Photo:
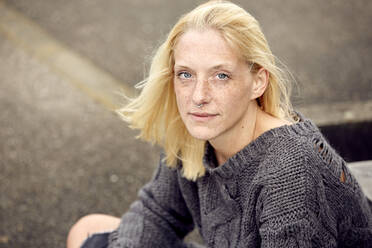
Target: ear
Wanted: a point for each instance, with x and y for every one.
(260, 82)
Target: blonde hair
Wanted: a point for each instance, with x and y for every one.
(154, 112)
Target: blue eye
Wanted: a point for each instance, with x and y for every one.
(184, 75)
(222, 76)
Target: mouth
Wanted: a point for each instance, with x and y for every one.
(201, 116)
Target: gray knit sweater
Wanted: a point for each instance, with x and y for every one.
(288, 188)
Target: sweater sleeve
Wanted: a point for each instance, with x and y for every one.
(291, 210)
(158, 218)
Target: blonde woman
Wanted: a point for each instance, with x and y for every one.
(239, 164)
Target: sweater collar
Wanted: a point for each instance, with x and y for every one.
(254, 149)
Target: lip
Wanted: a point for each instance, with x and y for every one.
(202, 116)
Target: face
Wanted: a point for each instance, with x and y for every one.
(214, 87)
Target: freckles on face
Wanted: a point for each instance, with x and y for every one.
(209, 74)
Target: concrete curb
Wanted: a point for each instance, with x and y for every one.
(82, 73)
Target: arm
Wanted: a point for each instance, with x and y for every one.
(159, 218)
(295, 211)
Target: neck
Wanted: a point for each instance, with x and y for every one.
(230, 143)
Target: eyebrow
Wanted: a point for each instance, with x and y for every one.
(216, 67)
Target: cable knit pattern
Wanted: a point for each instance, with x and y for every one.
(288, 188)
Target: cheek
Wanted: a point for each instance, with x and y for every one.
(181, 99)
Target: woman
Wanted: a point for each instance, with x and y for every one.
(239, 164)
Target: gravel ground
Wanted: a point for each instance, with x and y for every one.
(64, 156)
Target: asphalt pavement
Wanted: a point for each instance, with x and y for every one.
(65, 154)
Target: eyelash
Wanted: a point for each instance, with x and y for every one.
(226, 76)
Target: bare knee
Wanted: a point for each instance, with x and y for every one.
(90, 224)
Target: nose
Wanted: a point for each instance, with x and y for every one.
(201, 92)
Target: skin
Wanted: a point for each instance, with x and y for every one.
(208, 71)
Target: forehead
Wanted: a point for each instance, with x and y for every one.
(204, 47)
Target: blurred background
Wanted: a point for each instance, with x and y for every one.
(65, 154)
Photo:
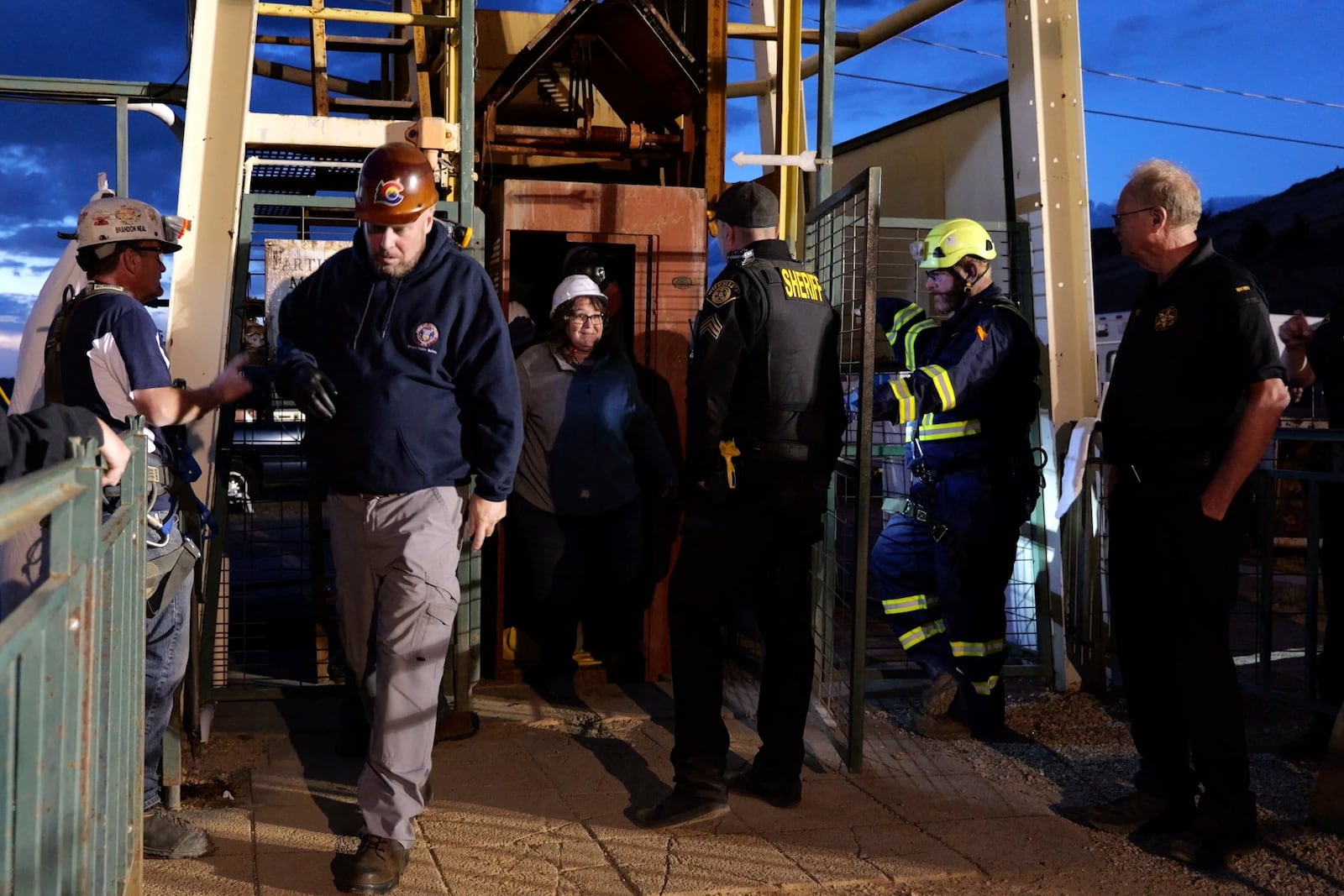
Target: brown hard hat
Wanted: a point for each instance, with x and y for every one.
(396, 186)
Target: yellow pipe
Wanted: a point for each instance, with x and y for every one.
(366, 16)
(788, 123)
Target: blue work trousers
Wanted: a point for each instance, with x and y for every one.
(944, 597)
(167, 647)
(761, 551)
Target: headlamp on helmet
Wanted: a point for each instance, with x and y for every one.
(952, 241)
(112, 219)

§ **Exercise**: Write out the whole listing exactly, and drop the pictures.

§ **Solution to this exercise**:
Photo:
Target: ear
Wanted: a point for each instance, with x and y for every one.
(260, 82)
Target: blonde hair
Wanted: a point for each instance, with x and y for every one.
(154, 112)
Target: blue eye
Wanted: a point for each instance, with x and y for every one.
(184, 75)
(222, 76)
Target: mouth
Wanted: a point for each instance, with x and y for every one.
(201, 116)
Target: gray knit sweater
Wanted: a point for each instance, with x and y for every one.
(288, 188)
Target: sweater sleeve
Wanted: a point for each instance, with x and y for every one.
(291, 210)
(158, 218)
Target: blonde woman
Wanted: a point for each instance, with x and y for every one.
(239, 164)
Target: sweater collar
Wanted: a point for each instance, with x and y for every one.
(254, 149)
Target: lip
Wanted: a point for each instance, with x and y for every one.
(202, 116)
Target: face
Wanted: a point for each instance, with x and y for every one.
(214, 87)
Target: freckles on face
Wanted: a point for each instance, with x and y for every one.
(209, 74)
Target: concrete curb
Wanted: a point for each instance, with x and y for every one.
(82, 73)
Target: arm
Wanted: a point for each instance, with x and y for every one.
(159, 218)
(295, 211)
Target: neck
Wanted: a point for each instance, with x and y for every one.
(230, 143)
Target: eyebrow
Wanted: a point for each instance, with x and y for every one.
(216, 67)
Target: cable knit pattern
Wanted: a point for each instance, with x and y for every one.
(288, 188)
Target: cheek
Wanted: a point for each instance, with x and y for every one.
(181, 99)
Target: woman
Wanted: a point for each instance, with x and y for every one.
(239, 164)
Target: gravel ground
Wanted: a point for each instance, with x and y for every one.
(64, 156)
Target: asphalt pavement
Wanted: a point for each instance, with x and y for every one.
(65, 154)
Target: eyelash
Wanted: a point for each instance, with x and y for every one.
(226, 76)
Target: bare knee
Wanted: a point for each instance, with x and y for every one.
(90, 224)
Target: nose
Wanted: a point for each instance, with x and y for every one.
(201, 92)
Target: skin
Wanted: a point for each instance, with x and y for every one.
(208, 71)
Target: forehead
Wanted: a point for each instance, with x and y for every one.
(204, 47)
Target: blurred background
Wanted: a point for each instance, with x and y for every one.
(65, 154)
Photo:
Target: brown hard hat
Wanted: a point for each instance, with x and y for every one.
(396, 186)
Target: yellow pipe
Wanted: a point for each instance, with x and y for every one.
(366, 16)
(788, 123)
Target: blue work trousers
Wanted: a point for each instance, with x and y for every one.
(944, 597)
(167, 647)
(761, 551)
Target: headlamp on helmet
Wanted: a point for each instance, with x and y for every one.
(952, 241)
(112, 219)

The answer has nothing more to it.